TASK OBJECTIVE
Write out each record again exactly as it stands.

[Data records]
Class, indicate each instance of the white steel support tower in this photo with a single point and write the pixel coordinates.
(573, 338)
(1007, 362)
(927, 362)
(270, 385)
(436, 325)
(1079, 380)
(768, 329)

ANSWER TO THE TASK
Class, indicate each instance of the white steel support tower in this photo with a single point and write the pixel coordinates.
(573, 338)
(1007, 362)
(927, 362)
(270, 385)
(436, 325)
(1079, 380)
(768, 329)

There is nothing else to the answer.